■ **EXERCISE REQUIREMENTS**
Write out each line of the entries exactly, starting at the first and finishing with the line that contains "Target: wooden bench".

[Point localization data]
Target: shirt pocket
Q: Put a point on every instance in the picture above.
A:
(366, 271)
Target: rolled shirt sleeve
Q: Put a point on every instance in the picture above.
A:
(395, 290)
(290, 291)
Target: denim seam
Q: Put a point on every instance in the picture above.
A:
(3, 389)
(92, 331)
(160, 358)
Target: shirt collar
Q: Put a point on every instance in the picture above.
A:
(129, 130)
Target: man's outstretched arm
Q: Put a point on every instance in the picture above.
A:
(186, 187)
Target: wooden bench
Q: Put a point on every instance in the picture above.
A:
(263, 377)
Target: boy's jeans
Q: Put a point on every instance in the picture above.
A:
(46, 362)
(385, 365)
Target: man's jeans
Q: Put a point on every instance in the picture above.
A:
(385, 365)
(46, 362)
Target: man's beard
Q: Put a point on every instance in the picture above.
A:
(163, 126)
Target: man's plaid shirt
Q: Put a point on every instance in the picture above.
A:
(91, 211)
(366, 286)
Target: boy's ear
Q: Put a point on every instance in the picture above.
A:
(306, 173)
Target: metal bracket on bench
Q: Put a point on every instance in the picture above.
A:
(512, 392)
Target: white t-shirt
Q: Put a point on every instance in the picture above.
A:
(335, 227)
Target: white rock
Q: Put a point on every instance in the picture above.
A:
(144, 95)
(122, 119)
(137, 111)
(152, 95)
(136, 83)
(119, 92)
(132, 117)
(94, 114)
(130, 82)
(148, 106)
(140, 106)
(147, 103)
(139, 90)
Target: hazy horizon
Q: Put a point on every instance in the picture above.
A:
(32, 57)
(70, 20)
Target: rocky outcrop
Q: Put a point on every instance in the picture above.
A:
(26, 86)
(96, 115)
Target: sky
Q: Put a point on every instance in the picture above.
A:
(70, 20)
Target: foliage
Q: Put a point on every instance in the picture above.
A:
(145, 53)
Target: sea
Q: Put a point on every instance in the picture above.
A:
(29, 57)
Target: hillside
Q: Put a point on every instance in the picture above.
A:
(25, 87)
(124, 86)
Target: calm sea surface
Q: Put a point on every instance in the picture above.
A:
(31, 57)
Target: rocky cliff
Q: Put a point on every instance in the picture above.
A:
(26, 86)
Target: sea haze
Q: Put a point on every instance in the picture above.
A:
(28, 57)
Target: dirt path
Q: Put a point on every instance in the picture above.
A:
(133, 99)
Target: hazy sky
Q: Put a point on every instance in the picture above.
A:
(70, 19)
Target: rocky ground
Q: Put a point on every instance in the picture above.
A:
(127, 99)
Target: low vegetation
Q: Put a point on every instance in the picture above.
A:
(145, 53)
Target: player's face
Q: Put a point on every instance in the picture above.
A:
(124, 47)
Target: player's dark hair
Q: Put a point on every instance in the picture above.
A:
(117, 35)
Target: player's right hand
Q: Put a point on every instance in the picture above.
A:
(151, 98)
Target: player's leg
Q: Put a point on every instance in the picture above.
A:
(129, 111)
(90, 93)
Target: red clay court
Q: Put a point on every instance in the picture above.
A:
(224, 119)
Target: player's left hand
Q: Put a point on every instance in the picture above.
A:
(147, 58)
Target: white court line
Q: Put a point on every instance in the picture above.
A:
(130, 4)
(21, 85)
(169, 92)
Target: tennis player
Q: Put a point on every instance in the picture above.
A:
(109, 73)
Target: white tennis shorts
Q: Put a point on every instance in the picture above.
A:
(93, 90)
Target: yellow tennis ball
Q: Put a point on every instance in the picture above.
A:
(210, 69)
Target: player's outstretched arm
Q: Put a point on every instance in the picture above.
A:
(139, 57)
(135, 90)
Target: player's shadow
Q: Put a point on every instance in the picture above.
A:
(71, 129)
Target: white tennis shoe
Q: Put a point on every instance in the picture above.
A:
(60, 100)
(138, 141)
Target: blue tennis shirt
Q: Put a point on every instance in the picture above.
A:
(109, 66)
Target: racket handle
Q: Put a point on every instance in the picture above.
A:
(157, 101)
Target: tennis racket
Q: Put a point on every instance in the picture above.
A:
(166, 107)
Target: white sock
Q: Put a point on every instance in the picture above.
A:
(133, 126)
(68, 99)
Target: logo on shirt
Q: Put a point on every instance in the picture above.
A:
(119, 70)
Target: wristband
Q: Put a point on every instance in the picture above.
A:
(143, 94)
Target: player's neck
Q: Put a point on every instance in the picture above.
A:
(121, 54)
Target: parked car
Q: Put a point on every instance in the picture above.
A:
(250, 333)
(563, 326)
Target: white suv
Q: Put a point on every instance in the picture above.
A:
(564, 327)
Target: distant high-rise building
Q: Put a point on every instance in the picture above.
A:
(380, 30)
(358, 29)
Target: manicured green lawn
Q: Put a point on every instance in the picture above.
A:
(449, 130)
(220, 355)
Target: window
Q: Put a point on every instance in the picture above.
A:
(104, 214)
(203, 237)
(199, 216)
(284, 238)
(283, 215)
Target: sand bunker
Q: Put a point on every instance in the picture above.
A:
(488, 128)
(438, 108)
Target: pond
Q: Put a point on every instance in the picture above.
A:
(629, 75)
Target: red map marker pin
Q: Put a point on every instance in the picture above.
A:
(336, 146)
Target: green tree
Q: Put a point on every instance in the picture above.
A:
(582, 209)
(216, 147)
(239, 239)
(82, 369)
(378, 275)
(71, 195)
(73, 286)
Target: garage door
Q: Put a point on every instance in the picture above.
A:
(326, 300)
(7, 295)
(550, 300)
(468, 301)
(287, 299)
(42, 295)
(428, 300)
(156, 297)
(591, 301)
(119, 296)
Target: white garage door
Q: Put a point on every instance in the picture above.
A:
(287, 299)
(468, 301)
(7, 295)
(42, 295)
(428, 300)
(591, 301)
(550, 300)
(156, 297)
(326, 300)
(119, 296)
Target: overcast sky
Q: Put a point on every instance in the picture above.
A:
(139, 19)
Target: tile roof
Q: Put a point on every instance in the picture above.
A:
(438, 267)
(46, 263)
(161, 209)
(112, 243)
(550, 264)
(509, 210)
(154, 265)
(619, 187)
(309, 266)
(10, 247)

■ **SOLUTION BELOW**
Target: shirt pocket
Q: Put a point on every instance in the picture above.
A:
(366, 271)
Target: rolled shirt sleeve
Q: Put a point on every instance in the picture above.
A:
(395, 290)
(290, 291)
Target: denim seam
Q: Put a point on every instance in the picture above.
A:
(3, 389)
(92, 331)
(160, 358)
Target: shirt collar
Q: Put a point on every instance in the picture above.
A:
(129, 130)
Target: man's outstretched arm
Q: Put a point on every instance in the picture above.
A:
(186, 187)
Target: wooden bench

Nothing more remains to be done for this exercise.